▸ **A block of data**
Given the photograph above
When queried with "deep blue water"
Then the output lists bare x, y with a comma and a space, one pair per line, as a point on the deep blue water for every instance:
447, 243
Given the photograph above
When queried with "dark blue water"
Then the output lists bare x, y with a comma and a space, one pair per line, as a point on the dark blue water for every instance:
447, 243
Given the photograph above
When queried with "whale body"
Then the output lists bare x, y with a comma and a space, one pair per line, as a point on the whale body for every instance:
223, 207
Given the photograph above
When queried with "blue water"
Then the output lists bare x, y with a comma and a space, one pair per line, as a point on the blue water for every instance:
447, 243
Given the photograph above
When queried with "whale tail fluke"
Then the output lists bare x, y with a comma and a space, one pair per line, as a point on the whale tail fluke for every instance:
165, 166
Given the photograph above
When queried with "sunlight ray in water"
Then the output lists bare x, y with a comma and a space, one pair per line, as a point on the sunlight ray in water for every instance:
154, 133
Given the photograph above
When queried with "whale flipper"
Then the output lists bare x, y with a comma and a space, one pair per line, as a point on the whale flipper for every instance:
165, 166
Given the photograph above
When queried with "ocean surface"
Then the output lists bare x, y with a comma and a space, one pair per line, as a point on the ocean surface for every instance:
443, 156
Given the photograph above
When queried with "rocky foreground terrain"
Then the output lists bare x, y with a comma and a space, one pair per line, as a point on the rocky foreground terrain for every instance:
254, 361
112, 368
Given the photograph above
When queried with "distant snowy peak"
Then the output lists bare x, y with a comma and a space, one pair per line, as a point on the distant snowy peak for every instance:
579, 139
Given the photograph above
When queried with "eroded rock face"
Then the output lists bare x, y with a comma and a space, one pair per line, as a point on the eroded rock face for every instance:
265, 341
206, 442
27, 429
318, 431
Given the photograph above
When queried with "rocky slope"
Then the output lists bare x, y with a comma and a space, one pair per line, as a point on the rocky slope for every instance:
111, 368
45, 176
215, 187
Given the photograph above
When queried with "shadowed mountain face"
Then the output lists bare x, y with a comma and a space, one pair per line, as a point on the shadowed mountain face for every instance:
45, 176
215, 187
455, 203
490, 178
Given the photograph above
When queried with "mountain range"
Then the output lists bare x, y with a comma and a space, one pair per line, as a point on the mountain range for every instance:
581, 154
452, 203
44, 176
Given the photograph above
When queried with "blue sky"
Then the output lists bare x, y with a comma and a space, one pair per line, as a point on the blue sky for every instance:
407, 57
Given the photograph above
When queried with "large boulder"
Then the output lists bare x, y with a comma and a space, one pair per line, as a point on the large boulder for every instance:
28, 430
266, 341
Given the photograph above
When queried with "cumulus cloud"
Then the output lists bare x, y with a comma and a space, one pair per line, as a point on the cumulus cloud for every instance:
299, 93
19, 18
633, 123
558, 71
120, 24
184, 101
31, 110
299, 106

▸ **WHAT TO WORK ON**
Each record above should be returned exactly as it appears.

▸ **THE OUTPUT**
Given the photograph above
When queried with "deep blue water"
Then the output lists bare x, y with a comma and a space, one pair per line, as a point on the deep blue water for every instance:
447, 243
Given the photograph above
When queried with "dark blue water"
Then the output lists bare x, y with a comma and a space, one pair per line, as a point on the dark blue water for every instance:
447, 243
Given the photograph above
When queried with "whale body"
Then the output lists bare x, y with a comma and a space, one pair per line, as a point on the whale body for every instance:
223, 207
Given the photograph above
When queried with "blue water"
Then the output lists bare x, y with a comma and a space, one pair per line, as a point on the blue water for every instance:
447, 243
Given the photograph above
When queried with "whale tail fluke"
Then the output lists bare x, y with a comma and a space, one pair per line, as a point on the whale tail fluke for every instance:
165, 166
Given the photograph above
When queried with "sunlight ray in water"
Then the output lists bare x, y with a comma and a space, one pair per line, as a point on the sunlight ray in water for every instance:
154, 133
Given the photograph above
When queried with "whale flipper"
Then the output lists bare x, y with a comma and a space, one pair per line, as a point on the whale flipper for every instance:
165, 166
Given the photograph above
When queried with "ocean surface"
Then the output lists bare x, y with a comma and a space, one pair per line, as a point on the ocean surface for every instance:
443, 156
Given the photograph above
When queried with "rocky foreground terrain"
Then the output lists bare x, y with a comma and a space, one pair per line, as a point on the rocky foreground terrain for every instance:
254, 361
112, 368
Given the photograph above
When queried with "distant snowy peak"
Then the output lists bare x, y with a comma and a space, one pair per line, as a point on the distant snowy peak for every instance:
579, 139
Given the photograph above
When queried with "eroded rock face"
Then the output lists bare x, y with a comma and a space, one pair per line, as a point on the eroded rock face for every instance:
265, 341
206, 442
27, 429
318, 431
Given the photograph above
When queried with "rocky slope"
Then the output lists bare x, y with a comma and a space, one pair per line, as a point on the rocky slope for every instance:
111, 368
45, 176
215, 187
Given the photograph above
When queried with "shadowed mountain face"
Then the output lists bare x, y with a comma and a space, one pair per line, as a point on the shadowed mountain face for every instance:
45, 176
215, 187
455, 203
490, 178
Given the photograph above
When queried with "mountain range"
Then the output lists bare x, y with a comma and a space, one pair per line, as a point on the mountain range for every instance:
581, 154
452, 203
44, 176
Given the photograph above
When queried with "blue sky"
Then the output lists bare x, y with a comma and a space, one pair per line, as a point on the blue sky for every instance:
407, 57
Given the photograph above
When queried with "large boulder"
Then the output lists bare x, y with a comma and a space, one pair per line, as a point on the large boulder for every instance:
28, 430
266, 341
Given the photograph above
When queried with "cumulus cloud"
Then the output lists bare x, y with a comma and a space, one pair per line, as a point on the cumulus cloud for every instance:
299, 93
19, 18
633, 123
558, 71
120, 24
184, 101
31, 110
299, 106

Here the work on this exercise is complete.